PAGE EXTRACT:
_ _ _ _ _
Well, the answer is No. Or at least not within the time that I’ve had so far. And the issue seems to be that the way Twitter is used by companies and by companies’ customers varies significantly by industry.
A first step in creating a predictor model is to manually assign sentiment scores to a long list of tweets – this creates a training set that you then use to train and create a model. During the creation of the model you repeatedly test the model against an out-of-sample dataset to see if your model is working (to avoid things like over-fitting). As a first step, I assigned manual values to around 500 tweets (i.e. I manually tagged 500 tweets as either very negative, negative, neutral, positive or very positive), then I tried to create a model from this. However, my cross-validation scores were terrible – the model was struggling to predict the sentiment of other unseen tweets. I know this is partially because 500 isn’t nearly enough, but still – how could the scores be so bad?
What was the problem? Like all machine learning issues, I’ve generally found that eye-balling the data can tell you a lot. I believe there were two problems with my model:
- The problem already mentioned that the Stanford NLP Parser struggles with tweets. And it’s not a trivial case of just swapping in a new POS Tagger for Tweets. Let’s put that to one side for now.
- The bigger problem is that, from looking at the manual tags I was assigning to tweets, the values I was using varied enormously by domain.
The latter creates the problem of domain-specificity. Is a model created from, say, tweets about the airline industry, relevant to tweets about online cloud storage? It seems not.
The first clue is the distribution of scores I was giving. Remember, 0=very negative, 1=negative, 2=neutral, 3=positive, 4=very positive. For the airline industry I found the following:
0 | 1 | 2 | 3 | 4 |
10% | 32% | 41% | 12% | 4% |
I.e. though there were a lot of neutral tweets, there were a lot of negative tweets. Here’s a very standard example:
@Delta just rebooked my 70yr old parents on a longer flight back to cvg from fco and no extra legroom that I had paid for. Fail.
_ _ _ _ _
TASKS:
A) Answer these questions using the sentiment-model excerpt:
(i) About how many tweets did the writer tag by hand at first?
(ii) Which tool is said to struggle with tweets?
(iii) What share of the airline tweets received a score of 1?
B) Reproduce word for word everything in the sentiment-model excerpt from "The latter creates" down to "It seems not.".

[Excerpts of pointing data]
_ _ _ _ _
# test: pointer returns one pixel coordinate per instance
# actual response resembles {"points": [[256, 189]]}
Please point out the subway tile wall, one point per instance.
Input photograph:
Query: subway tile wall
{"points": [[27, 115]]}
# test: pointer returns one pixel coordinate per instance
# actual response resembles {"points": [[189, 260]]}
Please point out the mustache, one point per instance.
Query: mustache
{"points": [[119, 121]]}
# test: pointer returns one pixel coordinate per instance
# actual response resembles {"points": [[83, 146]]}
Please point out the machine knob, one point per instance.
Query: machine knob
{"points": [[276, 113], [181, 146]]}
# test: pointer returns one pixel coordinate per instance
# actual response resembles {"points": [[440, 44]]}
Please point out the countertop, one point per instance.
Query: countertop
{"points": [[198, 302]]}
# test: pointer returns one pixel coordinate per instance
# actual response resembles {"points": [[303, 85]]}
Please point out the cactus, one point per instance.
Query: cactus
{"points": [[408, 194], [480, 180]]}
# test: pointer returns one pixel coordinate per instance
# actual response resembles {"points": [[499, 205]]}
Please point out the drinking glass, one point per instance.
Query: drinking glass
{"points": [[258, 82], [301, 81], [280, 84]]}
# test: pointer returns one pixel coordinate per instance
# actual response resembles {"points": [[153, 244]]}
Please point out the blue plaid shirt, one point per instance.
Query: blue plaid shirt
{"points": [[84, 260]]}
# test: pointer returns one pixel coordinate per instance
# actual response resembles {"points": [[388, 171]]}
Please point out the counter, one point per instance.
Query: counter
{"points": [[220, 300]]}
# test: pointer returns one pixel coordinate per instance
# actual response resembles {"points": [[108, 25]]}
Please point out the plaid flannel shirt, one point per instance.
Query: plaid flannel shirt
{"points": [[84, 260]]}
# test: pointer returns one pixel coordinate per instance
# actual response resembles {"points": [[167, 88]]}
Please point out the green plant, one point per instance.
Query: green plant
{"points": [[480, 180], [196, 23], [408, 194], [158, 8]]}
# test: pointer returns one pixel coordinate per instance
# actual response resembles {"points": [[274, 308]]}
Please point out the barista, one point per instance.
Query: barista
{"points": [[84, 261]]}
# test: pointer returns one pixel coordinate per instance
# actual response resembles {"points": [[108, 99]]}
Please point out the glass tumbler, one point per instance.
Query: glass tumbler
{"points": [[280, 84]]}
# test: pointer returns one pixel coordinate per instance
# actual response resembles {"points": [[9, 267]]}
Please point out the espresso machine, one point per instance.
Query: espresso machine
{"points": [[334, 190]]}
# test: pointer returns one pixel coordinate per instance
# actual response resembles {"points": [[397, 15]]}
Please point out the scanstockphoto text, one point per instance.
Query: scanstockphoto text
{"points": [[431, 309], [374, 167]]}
_ _ _ _ _
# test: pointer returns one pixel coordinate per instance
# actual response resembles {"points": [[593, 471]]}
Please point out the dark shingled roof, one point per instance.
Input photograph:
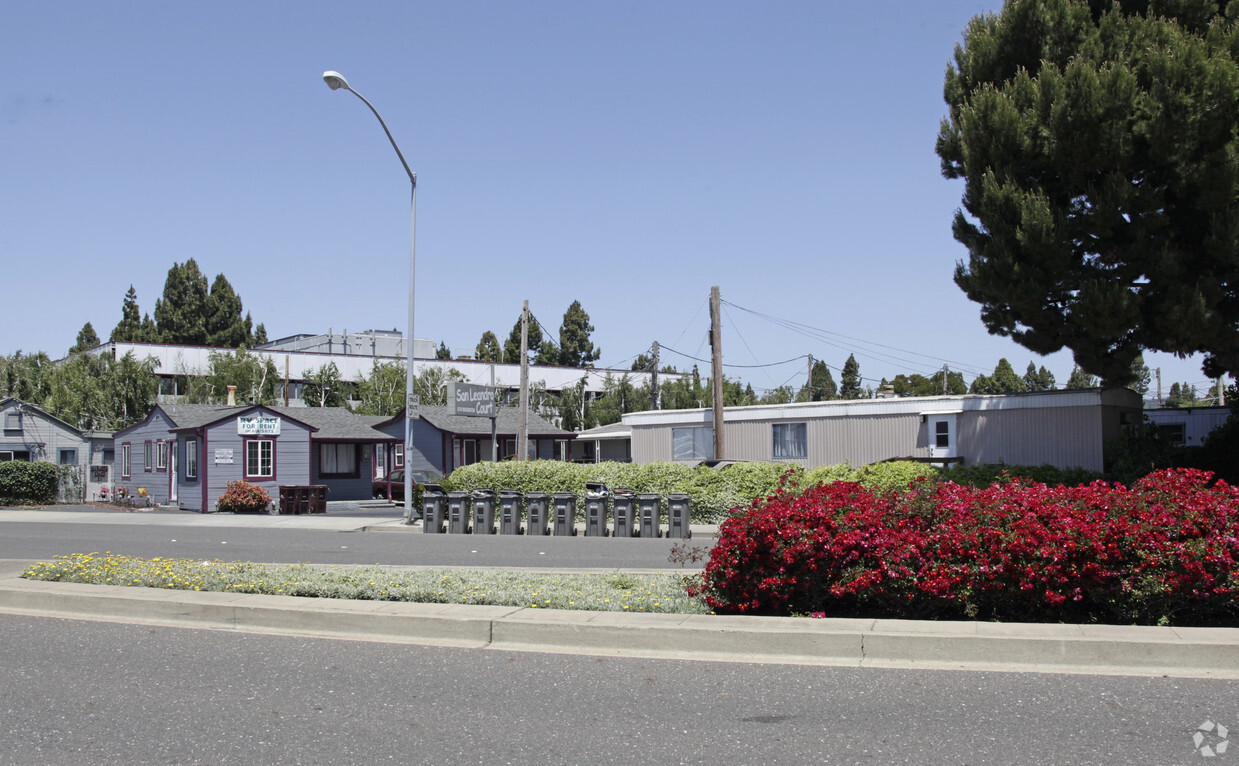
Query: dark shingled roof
_ _ _ _ _
LIST OF SOLUTIONS:
A)
(i) Around 500
(ii) The Stanford NLP Parser
(iii) 32%

B)
The latter creates the problem of domain-specificity. Is a model created from, say, tweets about the airline industry, relevant to tweets about online cloud storage? It seems not.